# YOUR GOAL
Transcribe exactly the lines from the one holding "the wooden door" to the end of the data below, including both of those lines and no others.

(Stored records)
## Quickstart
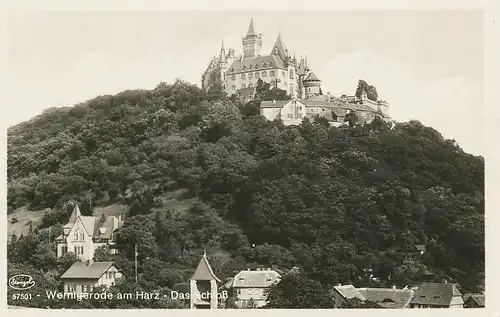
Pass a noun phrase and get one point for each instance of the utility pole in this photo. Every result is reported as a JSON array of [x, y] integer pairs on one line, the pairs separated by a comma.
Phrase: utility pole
[[135, 255]]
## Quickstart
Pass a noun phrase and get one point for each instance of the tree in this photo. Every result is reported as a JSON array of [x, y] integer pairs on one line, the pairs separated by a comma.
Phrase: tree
[[299, 292]]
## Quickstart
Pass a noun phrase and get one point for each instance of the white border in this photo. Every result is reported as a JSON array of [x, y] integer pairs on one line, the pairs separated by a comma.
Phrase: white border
[[492, 155]]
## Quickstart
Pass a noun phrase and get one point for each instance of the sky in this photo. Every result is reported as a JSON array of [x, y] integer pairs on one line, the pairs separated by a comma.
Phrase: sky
[[427, 64]]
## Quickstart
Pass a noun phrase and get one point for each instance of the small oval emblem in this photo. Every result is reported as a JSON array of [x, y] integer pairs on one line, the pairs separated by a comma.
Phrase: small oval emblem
[[21, 282]]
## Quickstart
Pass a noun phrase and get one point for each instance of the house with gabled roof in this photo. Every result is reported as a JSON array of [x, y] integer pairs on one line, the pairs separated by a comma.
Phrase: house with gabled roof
[[252, 285], [474, 301], [437, 295], [85, 277], [82, 235], [341, 293], [203, 286]]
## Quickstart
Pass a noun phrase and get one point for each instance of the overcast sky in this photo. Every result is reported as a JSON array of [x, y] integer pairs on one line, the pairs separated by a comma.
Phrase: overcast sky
[[427, 65]]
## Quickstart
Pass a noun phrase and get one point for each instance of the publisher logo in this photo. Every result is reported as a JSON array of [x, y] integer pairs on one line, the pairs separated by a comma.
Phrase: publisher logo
[[21, 282]]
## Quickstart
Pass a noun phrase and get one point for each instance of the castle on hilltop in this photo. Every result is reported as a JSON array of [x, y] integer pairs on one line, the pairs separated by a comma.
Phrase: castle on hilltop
[[239, 74]]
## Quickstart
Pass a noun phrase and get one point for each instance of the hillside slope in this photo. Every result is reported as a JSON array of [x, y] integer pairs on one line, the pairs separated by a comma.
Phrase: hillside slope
[[332, 201]]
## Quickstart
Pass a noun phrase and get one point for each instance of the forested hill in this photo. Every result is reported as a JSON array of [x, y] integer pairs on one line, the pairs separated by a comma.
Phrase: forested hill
[[331, 201]]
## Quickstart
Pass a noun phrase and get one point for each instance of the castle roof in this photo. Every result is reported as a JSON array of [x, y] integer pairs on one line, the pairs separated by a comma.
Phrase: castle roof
[[204, 271], [312, 77], [280, 49], [256, 63]]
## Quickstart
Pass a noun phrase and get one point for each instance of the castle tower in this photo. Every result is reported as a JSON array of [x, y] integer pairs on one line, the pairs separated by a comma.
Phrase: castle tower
[[252, 42], [312, 85], [223, 65], [203, 286]]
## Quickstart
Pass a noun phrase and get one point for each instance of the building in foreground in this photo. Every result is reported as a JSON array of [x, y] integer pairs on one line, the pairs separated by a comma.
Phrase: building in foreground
[[203, 286], [383, 297], [82, 235], [437, 295], [252, 286], [85, 277]]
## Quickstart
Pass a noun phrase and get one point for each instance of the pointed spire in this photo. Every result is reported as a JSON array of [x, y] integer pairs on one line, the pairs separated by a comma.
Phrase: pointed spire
[[251, 30]]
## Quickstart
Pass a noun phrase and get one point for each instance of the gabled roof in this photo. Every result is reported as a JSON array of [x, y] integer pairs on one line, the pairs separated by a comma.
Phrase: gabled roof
[[349, 292], [254, 279], [274, 104], [255, 64], [204, 271], [478, 298], [249, 91], [312, 77], [437, 294], [83, 271], [388, 297], [280, 49]]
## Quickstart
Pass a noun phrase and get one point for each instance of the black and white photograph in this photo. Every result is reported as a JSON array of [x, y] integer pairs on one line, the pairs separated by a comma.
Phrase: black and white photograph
[[245, 159]]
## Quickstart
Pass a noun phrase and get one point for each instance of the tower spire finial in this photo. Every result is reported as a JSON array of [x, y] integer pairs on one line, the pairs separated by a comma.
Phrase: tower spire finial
[[251, 29]]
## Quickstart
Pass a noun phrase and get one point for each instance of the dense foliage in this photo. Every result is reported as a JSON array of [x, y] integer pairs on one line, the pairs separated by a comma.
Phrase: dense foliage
[[333, 202]]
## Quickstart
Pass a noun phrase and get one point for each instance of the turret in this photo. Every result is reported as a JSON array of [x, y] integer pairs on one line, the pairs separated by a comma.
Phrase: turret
[[312, 85], [252, 42]]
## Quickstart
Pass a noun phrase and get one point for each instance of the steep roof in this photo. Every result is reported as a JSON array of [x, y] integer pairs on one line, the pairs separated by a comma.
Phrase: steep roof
[[249, 91], [388, 297], [93, 271], [274, 104], [251, 30], [478, 298], [280, 49], [204, 271], [255, 64], [312, 77], [254, 279], [348, 292], [437, 294]]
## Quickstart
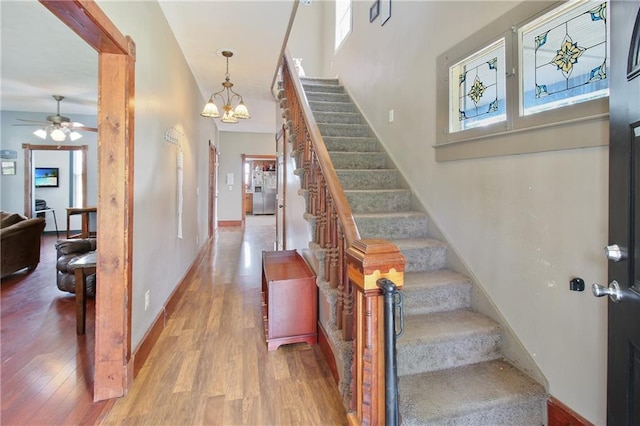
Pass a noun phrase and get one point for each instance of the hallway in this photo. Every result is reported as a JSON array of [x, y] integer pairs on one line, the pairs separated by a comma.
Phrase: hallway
[[210, 364]]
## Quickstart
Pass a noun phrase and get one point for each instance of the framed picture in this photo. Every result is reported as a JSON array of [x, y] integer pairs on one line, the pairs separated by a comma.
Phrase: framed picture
[[8, 167], [385, 11], [374, 10]]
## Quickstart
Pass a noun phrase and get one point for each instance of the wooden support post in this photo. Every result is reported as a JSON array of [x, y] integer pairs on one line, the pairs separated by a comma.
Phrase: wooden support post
[[367, 261]]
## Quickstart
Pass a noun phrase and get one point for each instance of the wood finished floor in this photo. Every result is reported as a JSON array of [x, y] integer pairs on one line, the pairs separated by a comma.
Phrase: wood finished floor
[[47, 370], [210, 365]]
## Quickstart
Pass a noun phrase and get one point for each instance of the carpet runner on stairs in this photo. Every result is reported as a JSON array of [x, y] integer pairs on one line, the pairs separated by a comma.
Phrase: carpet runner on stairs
[[449, 359]]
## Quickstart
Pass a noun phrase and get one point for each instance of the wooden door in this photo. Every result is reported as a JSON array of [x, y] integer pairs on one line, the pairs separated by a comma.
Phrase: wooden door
[[623, 377], [213, 189], [280, 201]]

# SOLUTION TO THE PROBLEM
Pass a noun phrase and get one point for each instance of the wooden door in this photo. Every result is reported as a JSON array of [x, y] integer pairs on one line, the pairs separated by a comma.
Phrase: wooden door
[[623, 377], [213, 189], [280, 201]]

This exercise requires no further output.